#### The request:
Please repeat, word for word, the stretch of entries below from the line containing "Could you please pick out the barn" through the line containing "(1109, 305)", and nothing else.

── Record list ──

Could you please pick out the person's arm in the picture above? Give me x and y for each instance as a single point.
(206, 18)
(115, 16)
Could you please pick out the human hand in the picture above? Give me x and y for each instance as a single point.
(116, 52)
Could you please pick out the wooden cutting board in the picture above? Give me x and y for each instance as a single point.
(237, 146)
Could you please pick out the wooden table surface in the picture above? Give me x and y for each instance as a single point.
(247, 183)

───
── Record list ──

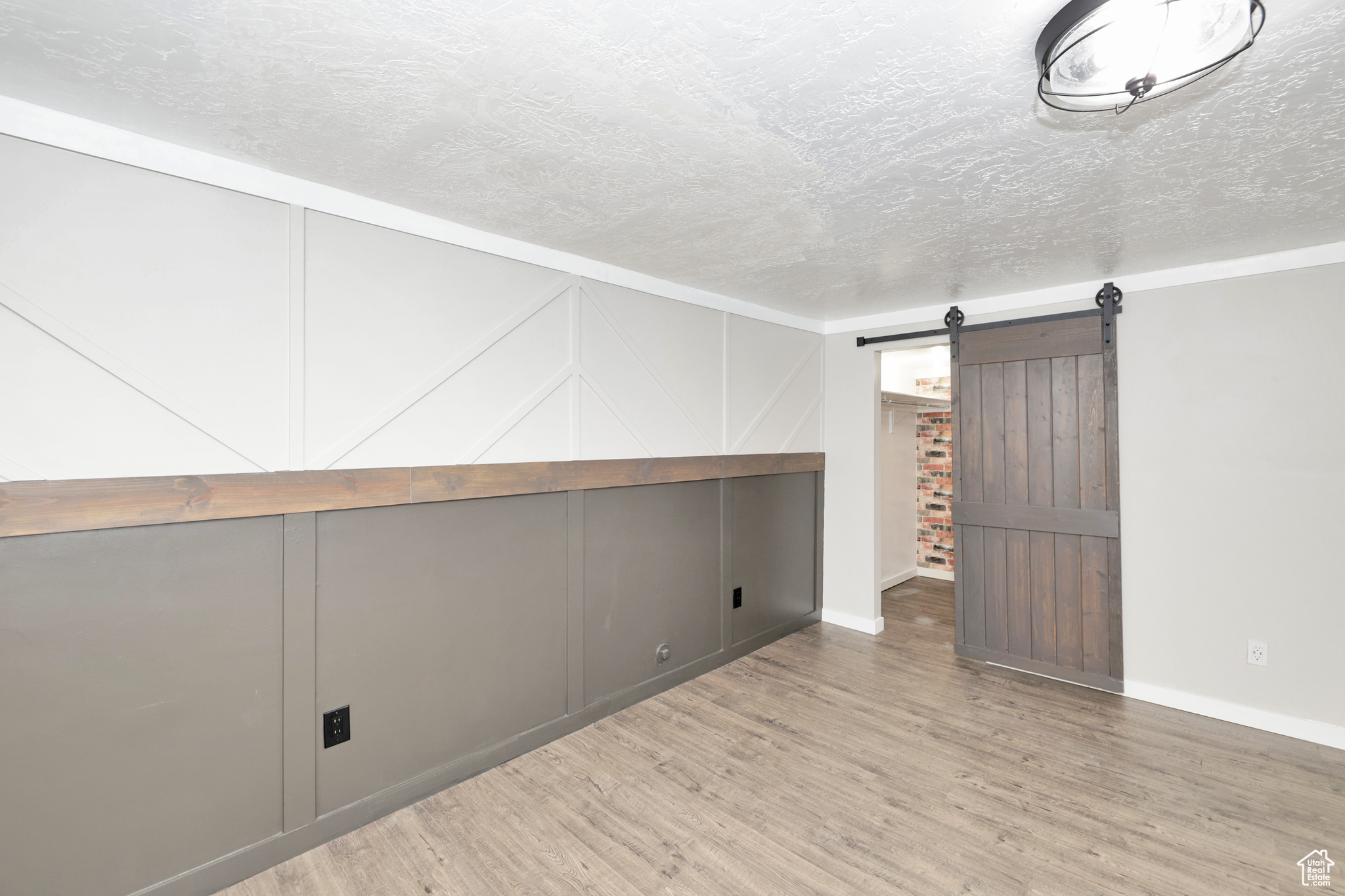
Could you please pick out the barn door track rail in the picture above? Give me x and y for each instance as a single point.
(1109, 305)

───

#### Correct result:
Could you please pick out the barn door track rail in the picture above? Give me x and y for each instance as a single point.
(1109, 305)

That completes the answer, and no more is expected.